**Dataset records:**
[Start of section]

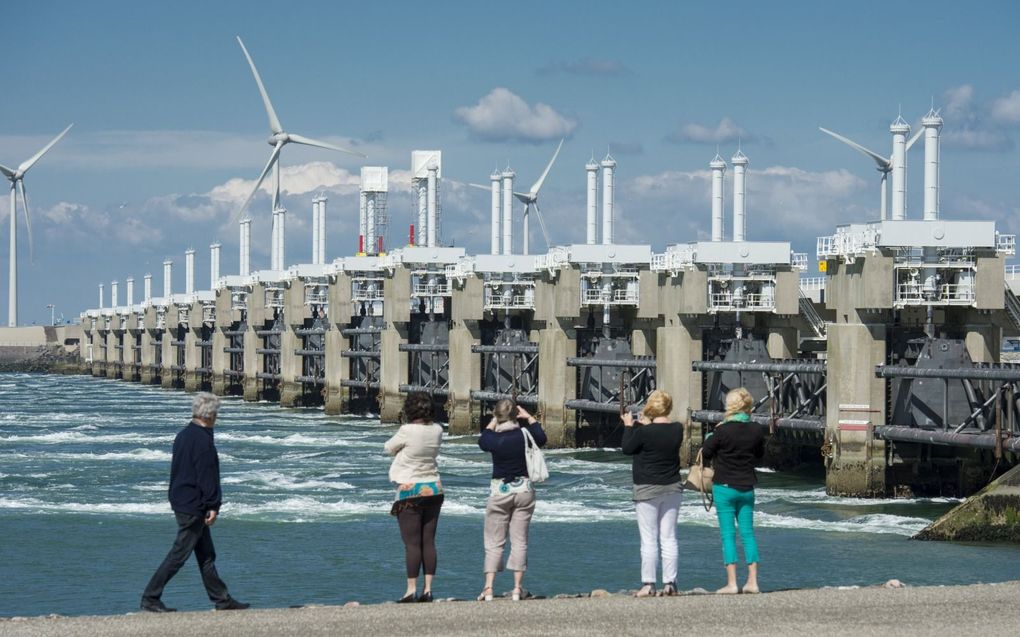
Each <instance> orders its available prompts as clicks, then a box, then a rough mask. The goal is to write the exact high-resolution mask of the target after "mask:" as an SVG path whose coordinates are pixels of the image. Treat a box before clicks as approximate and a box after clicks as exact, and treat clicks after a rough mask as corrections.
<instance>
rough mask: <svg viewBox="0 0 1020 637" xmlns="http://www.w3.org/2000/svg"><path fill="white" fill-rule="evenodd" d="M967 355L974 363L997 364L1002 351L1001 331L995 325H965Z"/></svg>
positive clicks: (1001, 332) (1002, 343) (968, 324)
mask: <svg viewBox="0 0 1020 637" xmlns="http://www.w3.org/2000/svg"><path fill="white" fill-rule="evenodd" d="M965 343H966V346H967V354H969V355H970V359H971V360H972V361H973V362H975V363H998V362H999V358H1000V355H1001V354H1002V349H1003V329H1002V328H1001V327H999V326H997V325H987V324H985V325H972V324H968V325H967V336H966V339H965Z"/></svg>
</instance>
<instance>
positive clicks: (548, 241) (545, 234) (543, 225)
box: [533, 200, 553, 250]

[End of section]

Above are the records. How many of their lines hold "instance"? Answer with the number alone.

**Exercise output:** 4